==== Excerpt ====
# RAF Daws Hill - Dec '14



## UrbanX (Dec 15, 2014)

After seeing the three reports on this place pop up on here, I had to go for a mooch around. 

There's lots to see on the site. But I was major disappointed with how my photos came out. So I apologise now for the fuzziness of the pics! Like any good explorer I blamed my lens. After trying my normal zoom, and my 50mm, they were both pin sharp so it must be a lens issue. I think 300 explores had just taken its toll, and the sharpness has just dropped off. In fact I was actually so p**sed off with it, I got rid of the lens later that day! 

The History:
This is one of those RAF bases that seemed to flit between between RAF and USAF. The US first came to the site in 1942, just after they'd formally stuck their oar in. The camp had to rapidly expand, so told the adjoining school that they had 3 weeks to find new facilities as they were taking over! 

The Americans were gone by '45, but were back again in '52 for the Cold War. Their presence fluctuated, and records show that there were 800 US troops here back in the summer of '69. 

Then in 1975 Bohemian Rhapsody came out. Oh, and they built a huge nuclear bunker under the base as cold war tensions grew to fever pitch (nothing to do with Bohemian Rhapsody, although could have been Rod Stewarts 'Sailing' spending 4 weeks at #1). The bunker boasted 21,000 square feet, and housed all of the high tech gear needed to launch and guide nuclear missiles. 

Between 1985 - 1985 a peace camp sat outside the base, campaigning against US missiles being bought to the UK. 

The base closed down in its purely military capacity around 2005. There was a number of educational facilities on the site which stayed active, allowing the last class of students to graduate in 2007.
====
Job
In "The History" section of the RAF Daws Hill post, list every year written with only two digits.
==== Dataset excerpts ====
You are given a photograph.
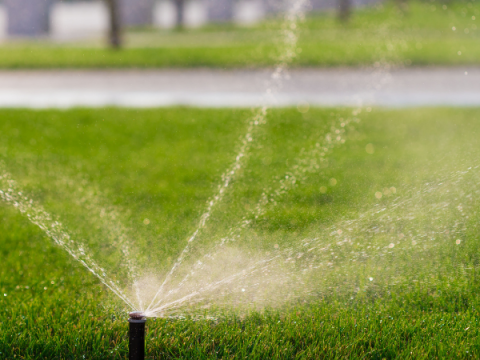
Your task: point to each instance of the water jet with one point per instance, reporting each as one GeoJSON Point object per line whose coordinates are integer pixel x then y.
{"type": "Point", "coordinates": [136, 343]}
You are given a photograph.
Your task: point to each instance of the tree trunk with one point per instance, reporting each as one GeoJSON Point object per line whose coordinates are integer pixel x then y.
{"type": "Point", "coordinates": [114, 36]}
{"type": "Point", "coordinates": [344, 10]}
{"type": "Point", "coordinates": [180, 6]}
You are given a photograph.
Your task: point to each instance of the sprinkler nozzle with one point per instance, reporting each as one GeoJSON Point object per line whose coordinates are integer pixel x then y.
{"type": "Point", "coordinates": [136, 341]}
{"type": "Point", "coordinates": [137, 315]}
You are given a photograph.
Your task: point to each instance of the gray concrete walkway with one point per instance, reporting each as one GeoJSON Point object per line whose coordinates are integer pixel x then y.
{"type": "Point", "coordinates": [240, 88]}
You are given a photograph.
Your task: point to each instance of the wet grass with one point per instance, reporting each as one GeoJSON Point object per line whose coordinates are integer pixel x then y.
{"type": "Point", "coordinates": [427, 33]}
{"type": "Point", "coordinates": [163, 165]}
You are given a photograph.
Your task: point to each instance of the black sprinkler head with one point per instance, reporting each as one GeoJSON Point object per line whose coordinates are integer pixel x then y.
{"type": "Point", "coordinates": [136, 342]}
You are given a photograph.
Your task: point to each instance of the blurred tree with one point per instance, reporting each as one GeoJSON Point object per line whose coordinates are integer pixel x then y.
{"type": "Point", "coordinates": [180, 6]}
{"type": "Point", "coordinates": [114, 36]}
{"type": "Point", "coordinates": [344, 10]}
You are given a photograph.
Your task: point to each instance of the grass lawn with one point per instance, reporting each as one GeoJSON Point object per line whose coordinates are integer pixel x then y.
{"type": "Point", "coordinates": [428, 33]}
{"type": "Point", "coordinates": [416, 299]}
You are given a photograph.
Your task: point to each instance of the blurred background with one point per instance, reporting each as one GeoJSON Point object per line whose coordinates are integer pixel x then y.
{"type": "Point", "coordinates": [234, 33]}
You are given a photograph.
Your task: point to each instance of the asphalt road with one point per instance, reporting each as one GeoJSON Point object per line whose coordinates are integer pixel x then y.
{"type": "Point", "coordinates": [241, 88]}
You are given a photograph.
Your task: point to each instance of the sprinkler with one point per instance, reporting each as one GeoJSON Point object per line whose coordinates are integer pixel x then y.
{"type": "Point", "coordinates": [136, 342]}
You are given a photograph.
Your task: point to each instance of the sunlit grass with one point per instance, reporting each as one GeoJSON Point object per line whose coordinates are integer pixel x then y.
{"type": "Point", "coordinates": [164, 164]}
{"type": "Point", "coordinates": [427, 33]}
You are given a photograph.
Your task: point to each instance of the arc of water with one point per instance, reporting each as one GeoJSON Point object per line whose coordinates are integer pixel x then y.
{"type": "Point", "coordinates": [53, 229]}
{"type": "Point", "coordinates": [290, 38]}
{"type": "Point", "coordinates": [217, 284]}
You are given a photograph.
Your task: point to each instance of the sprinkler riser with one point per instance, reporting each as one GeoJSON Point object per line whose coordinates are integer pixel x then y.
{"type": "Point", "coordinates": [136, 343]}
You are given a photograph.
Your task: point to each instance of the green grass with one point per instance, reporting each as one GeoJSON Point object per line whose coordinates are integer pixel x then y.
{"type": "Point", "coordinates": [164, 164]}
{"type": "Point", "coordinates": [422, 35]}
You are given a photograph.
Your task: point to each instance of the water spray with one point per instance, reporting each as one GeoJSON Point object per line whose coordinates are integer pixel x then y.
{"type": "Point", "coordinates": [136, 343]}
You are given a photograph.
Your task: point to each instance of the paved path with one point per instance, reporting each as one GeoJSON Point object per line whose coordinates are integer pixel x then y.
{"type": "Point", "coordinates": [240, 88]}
====
Result
'45, '52, '69